Aim of the exercise
Extract the entries in their exact form.

Listing
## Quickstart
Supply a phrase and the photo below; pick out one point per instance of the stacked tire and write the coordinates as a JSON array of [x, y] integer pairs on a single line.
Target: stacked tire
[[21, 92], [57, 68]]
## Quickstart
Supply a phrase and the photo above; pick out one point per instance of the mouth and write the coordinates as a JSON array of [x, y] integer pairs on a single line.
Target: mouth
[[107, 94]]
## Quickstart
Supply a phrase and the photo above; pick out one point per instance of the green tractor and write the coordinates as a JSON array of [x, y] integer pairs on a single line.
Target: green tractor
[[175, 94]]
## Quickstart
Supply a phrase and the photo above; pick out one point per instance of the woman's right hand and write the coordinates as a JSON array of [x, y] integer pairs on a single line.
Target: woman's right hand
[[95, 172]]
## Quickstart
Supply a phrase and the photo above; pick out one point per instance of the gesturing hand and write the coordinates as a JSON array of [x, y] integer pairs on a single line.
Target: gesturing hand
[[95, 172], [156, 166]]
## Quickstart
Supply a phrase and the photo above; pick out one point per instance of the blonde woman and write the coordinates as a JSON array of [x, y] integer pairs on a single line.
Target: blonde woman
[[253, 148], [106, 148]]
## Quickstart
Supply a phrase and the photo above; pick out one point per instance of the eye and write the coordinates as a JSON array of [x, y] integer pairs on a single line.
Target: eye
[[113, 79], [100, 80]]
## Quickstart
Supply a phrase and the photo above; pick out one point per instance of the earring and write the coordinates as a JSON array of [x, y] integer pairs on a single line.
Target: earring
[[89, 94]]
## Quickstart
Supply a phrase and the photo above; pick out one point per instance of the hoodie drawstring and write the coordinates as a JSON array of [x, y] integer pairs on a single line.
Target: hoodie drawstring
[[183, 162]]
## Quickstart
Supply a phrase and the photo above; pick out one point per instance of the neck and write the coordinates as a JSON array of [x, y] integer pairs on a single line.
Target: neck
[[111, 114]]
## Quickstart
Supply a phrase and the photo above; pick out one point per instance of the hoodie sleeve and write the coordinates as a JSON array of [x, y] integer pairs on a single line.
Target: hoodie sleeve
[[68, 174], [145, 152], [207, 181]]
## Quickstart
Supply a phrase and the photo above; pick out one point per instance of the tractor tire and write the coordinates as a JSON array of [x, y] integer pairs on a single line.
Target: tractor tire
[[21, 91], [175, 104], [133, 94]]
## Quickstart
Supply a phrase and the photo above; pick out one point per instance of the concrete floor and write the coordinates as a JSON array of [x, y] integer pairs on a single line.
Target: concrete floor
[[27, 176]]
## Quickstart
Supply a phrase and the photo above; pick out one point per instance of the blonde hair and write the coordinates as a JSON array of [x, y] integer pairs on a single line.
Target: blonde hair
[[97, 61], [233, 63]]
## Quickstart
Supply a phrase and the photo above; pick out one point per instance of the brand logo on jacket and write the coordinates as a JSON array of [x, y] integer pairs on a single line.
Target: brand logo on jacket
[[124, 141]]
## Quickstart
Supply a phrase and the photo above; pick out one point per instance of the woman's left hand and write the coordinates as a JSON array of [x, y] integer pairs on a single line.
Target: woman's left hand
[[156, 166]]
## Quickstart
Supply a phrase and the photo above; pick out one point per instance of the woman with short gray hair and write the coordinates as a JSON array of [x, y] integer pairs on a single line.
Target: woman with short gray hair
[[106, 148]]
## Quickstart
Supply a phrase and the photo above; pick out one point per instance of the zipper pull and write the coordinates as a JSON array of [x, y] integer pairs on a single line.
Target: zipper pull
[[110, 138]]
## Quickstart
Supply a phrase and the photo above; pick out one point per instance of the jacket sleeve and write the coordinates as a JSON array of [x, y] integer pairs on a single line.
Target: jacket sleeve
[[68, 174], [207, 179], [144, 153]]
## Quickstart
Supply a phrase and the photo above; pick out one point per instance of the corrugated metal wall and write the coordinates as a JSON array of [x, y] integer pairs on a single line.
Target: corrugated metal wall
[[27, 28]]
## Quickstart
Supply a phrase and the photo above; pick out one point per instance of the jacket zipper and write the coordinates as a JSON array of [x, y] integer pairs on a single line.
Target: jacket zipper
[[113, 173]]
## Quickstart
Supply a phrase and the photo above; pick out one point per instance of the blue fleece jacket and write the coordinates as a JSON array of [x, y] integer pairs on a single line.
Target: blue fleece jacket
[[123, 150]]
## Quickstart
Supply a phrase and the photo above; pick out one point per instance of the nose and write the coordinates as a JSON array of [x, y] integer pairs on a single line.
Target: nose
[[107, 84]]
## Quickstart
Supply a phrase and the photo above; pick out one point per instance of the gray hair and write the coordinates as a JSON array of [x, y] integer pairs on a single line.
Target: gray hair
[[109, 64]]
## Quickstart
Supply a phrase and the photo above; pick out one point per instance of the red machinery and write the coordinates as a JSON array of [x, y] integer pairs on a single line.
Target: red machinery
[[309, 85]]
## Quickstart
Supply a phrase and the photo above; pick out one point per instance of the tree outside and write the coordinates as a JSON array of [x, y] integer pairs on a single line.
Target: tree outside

Written solution
## Quickstart
Supply a phrase and the photo below; pick out one point per instance of the stacked tire and write the coordinates as a JSON array of [x, y] integer pairs on a single line.
Target: stacked tire
[[21, 92], [57, 68]]
## Quickstart
Supply a phrase and the photo above; pick out one point per instance of the mouth and write the coordinates as a JSON array of [x, y] integer pairs on a single line.
Target: mouth
[[107, 94]]
## Quickstart
Supply a phrase and the photo above; pick out one point per instance of the green tractor and write the coordinates as a JSON array of [x, y] integer pairs on a single line.
Target: green tractor
[[175, 94]]
## Quickstart
Supply a phrase and the photo above; pick out one point per instance of the woman's right hand and write the coordinates as a JSON array of [x, y] integer pairs on a single line.
Target: woman's right hand
[[95, 172]]
## Quickstart
Supply a phrase and the photo above; pick out one point per instance of the gesturing hand and write the coordinates as a JSON array of [x, y] integer pairs on a single line.
Target: gesturing hand
[[95, 172], [156, 166]]
## Quickstart
Supply a phrase and the photo above; pick out one point per instance of the blonde woman and write the coordinates as a JSON array of [x, y] integer pairs on a single line.
Target: blonde woman
[[253, 148], [106, 148]]
## Quickstart
Supply a phrase and the photo above; pick out one point per instance of the eye and write the coordinates as a JSON array of [x, y] integer pairs on a single line.
Target: eye
[[113, 79], [100, 80]]
## Quickstart
Supply a phrase and the photo above; pick out one point per instance of the earring and write the coordinates as a JSON array of [x, y] integer pairs on a single line.
Target: earring
[[89, 94]]
## Quickstart
Supply a phrase and the photo above; pick out one point per instance of the hoodie drawstring and write the coordinates as a JSON array of [x, y] integer pairs on a single line.
Target: hoodie drawstring
[[183, 162]]
## Quickstart
Supply a phrase and the photo above; pick out one point per instance of the neck and write the coordinates as a JSON array of [x, y] integer pairs on a single line.
Target: neck
[[111, 114]]
## Quickstart
Supply a phrase and the photo above; pick out one point per instance of the hoodie sleeve and write the coordinates as a JSON array of [x, y] integer pairs on a single line.
Target: hoodie sleeve
[[68, 174], [145, 152], [207, 181]]
## Quickstart
Supply a phrase and the photo above; pick out one point per instance of the tractor tire and write the coordinates as a JSON array of [x, y] integer pairs on a single line.
Target: tractor tire
[[21, 91], [175, 104], [133, 94]]
## Quickstart
Supply a phrase and the photo above; pick out one point per instance of the concrete floor and write the coordinates as a JSON array of [x, y] integer pairs on a single line.
Target: concrete floor
[[27, 176]]
## Quickstart
Supply a phrase and the photo above; pick out one point per instance of the blonde hair and write the coordinates as a JSON array of [x, y] integer pairs on a single line.
Target: blonde hair
[[97, 61], [233, 63]]
## Quickstart
Supply a phrase and the photo above; pick out one point per instance of the brand logo on jacket and write the coordinates as a JSON array of [x, y] integer pairs on a single line.
Target: brand logo on jacket
[[124, 141]]
## Quickstart
Supply a phrase and the photo above; pick out one point per instance of the woman's left hand and write the coordinates as a JSON array of [x, y] integer pairs on a single line.
Target: woman's left hand
[[156, 166]]
## Quickstart
Supply a phrase and the photo above; pick out one point per instance of the woman with short gray hair and write the coordinates as a JSON array of [x, y] integer pairs on a single line.
Target: woman with short gray hair
[[106, 148]]
## Quickstart
Supply a phrase and the photo above; pick out one point per instance of the zipper pull and write the coordinates as a JSON array of [x, y] integer pairs on a single line.
Target: zipper pull
[[110, 138]]
## Quickstart
Supply a phrase and the photo above; pick out one point per instance of the jacket sleeve and write the coordinates as a JSON array of [x, y] integer pairs on a single line.
Target: jacket sleeve
[[68, 174], [207, 179], [144, 153]]
## Quickstart
Supply a phrase and the photo above; pick out one point per instance of the corrugated metal wall and write the coordinates as a JSON array of [x, y] integer pairs on a single line.
Target: corrugated metal wall
[[27, 28]]
## Quickstart
Supply a phrase and the photo above; pick out one point per instance of the jacket zipper and write the coordinates as a JSON array of [x, y] integer pairs on a single line.
Target: jacket zipper
[[113, 173]]
## Quickstart
Supply a phrase and the photo above; pick out one point per instance of the blue fleece jacket and write the coordinates as a JSON array of [x, y] integer pairs on a single line.
Target: blue fleece jacket
[[123, 150]]
## Quickstart
Supply a phrase and the photo above; pick out one point per instance of the nose and write the coordinates as a JSON array of [x, y] integer pairs on a single line.
Target: nose
[[107, 84]]
## Quickstart
Supply a phrase and the photo above; pick out one point per instance of the gray hair and write the coordinates as a JSON array of [x, y] integer pairs on a single line.
Target: gray hair
[[109, 64]]
## Quickstart
Supply a phrase and the photo above; pick out one point per instance of the red machinery and write the coordinates as a JSON array of [x, y] integer pairs on a single line.
Target: red machinery
[[309, 85]]
## Quickstart
Supply a phrase and the photo above; pick out one point per instance of the tree outside and write the coordinates as a JSON array of [x, y] integer pairs on a single line.
Target: tree outside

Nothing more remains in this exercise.